* **Task requirements**:
Quote the line containing "neck. Tag each instance with a single point." and all lines that follow it in the listing below, exactly as written.

* **Supplied entries**:
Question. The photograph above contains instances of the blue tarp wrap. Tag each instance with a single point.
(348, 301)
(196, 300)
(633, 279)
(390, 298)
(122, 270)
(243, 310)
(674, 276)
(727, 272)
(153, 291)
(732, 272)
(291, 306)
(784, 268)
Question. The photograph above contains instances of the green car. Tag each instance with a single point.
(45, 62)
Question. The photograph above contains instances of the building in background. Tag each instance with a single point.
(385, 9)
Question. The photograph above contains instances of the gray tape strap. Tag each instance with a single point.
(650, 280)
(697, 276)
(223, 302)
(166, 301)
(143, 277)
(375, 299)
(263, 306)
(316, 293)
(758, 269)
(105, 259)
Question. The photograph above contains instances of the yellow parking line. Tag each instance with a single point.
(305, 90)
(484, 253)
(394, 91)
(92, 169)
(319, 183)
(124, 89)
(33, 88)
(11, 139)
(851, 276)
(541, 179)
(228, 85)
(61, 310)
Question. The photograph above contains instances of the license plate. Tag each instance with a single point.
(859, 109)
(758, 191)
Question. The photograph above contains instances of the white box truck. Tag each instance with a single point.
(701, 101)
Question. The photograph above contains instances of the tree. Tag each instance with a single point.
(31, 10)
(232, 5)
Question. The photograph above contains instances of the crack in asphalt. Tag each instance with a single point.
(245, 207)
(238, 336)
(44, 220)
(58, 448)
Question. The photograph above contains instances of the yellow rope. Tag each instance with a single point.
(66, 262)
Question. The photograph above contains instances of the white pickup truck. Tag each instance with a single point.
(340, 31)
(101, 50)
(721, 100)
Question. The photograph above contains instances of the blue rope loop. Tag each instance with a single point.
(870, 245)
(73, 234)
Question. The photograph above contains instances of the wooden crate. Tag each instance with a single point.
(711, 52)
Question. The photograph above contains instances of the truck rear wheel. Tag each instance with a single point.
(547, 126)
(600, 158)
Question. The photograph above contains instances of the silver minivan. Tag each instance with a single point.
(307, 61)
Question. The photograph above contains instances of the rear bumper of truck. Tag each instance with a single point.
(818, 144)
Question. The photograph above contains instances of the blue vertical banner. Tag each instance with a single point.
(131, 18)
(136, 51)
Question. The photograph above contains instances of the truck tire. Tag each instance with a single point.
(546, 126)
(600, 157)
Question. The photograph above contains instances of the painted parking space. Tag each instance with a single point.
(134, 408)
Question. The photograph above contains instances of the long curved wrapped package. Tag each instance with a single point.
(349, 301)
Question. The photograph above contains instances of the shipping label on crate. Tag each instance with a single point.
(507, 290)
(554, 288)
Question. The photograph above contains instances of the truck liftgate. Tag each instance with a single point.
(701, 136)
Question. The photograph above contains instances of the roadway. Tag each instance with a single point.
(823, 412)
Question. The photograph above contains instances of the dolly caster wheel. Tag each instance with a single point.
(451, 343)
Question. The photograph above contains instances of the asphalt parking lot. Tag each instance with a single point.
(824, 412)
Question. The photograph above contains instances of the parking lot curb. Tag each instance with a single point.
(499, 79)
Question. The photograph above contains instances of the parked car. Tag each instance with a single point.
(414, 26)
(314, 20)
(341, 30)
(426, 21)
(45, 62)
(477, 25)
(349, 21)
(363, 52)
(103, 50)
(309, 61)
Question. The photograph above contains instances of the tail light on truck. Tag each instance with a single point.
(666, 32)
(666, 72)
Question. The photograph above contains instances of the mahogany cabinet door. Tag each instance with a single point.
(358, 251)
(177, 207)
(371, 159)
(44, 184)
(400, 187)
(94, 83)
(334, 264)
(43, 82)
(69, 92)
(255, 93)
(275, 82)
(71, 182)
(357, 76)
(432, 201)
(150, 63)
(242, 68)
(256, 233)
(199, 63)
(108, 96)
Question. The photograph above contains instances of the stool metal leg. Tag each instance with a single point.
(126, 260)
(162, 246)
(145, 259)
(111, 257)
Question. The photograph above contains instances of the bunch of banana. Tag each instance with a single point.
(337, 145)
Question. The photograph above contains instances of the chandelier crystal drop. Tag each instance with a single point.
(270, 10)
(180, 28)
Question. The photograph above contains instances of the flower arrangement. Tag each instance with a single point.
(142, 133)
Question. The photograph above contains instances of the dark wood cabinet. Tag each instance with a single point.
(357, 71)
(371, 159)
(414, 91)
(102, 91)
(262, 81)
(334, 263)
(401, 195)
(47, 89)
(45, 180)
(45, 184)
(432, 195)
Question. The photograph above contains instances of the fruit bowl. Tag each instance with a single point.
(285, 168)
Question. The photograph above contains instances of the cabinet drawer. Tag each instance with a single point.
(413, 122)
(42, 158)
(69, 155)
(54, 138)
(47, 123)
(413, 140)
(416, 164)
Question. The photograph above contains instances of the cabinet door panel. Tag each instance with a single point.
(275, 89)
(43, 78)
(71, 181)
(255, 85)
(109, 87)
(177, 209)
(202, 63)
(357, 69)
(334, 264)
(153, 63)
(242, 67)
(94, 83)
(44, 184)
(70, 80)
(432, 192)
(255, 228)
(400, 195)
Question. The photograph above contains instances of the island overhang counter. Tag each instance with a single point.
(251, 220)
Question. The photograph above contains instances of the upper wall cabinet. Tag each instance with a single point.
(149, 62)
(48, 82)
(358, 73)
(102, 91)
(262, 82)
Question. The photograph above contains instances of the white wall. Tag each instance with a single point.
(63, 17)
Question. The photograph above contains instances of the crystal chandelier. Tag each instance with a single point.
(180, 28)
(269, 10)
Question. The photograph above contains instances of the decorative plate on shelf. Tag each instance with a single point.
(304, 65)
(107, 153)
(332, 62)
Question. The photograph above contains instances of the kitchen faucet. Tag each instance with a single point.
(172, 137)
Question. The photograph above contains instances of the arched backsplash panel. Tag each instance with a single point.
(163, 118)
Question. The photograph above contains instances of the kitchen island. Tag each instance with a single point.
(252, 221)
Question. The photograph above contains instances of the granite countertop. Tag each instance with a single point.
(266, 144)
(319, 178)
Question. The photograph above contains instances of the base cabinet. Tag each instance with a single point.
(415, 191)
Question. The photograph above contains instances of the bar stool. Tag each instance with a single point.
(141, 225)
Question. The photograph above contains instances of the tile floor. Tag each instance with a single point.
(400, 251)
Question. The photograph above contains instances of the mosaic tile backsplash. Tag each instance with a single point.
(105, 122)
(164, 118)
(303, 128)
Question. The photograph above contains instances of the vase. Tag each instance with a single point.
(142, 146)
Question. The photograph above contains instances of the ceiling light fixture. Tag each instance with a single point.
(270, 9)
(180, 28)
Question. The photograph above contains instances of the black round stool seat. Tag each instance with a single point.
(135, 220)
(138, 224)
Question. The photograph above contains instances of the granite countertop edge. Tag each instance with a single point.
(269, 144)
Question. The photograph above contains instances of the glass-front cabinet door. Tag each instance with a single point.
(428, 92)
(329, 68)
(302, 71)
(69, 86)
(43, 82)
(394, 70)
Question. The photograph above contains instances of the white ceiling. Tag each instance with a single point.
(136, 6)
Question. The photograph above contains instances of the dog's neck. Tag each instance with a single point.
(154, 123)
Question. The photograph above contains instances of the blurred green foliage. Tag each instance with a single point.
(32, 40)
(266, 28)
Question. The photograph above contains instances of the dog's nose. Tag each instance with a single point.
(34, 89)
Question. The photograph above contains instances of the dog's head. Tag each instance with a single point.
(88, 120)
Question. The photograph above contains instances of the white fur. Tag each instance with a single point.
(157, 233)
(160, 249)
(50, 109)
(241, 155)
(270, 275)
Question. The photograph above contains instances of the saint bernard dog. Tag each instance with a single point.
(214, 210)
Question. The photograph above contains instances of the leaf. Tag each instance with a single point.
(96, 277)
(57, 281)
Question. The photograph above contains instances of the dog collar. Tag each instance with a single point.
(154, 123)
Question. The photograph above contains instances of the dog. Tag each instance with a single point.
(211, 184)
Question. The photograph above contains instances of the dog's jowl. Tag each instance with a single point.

* **The response**:
Question. The photograph above contains instances of the dog's neck. Tag each instance with a single point.
(154, 123)
Question. The photograph above contains instances of the blurred green foliage. Tag each instance with a single point.
(32, 40)
(266, 28)
Question. The photograph above contains instances of the dog's nose. Tag each instance with a single point.
(34, 89)
Question. The photograph above contains instances of the dog's head. Tag each instance with a single point.
(88, 120)
Question. The photograph above contains instances of the white fur. Tag each instance with a single point.
(157, 233)
(160, 249)
(50, 109)
(241, 155)
(270, 275)
Question. The photograph above contains instances of the saint bernard dog. Tag each instance with a single point.
(214, 210)
Question. The photograph above contains instances of the leaf. Tag each instance with a single point.
(96, 277)
(57, 281)
Question. The photograph above contains instances of the dog collar. Tag each instance with a single point.
(154, 123)
Question. The photograph above contains instances of the dog. Tag each instance with a single point.
(211, 184)
Question. The photograph above contains instances of the dog's jowl. Tag each instance with a single point.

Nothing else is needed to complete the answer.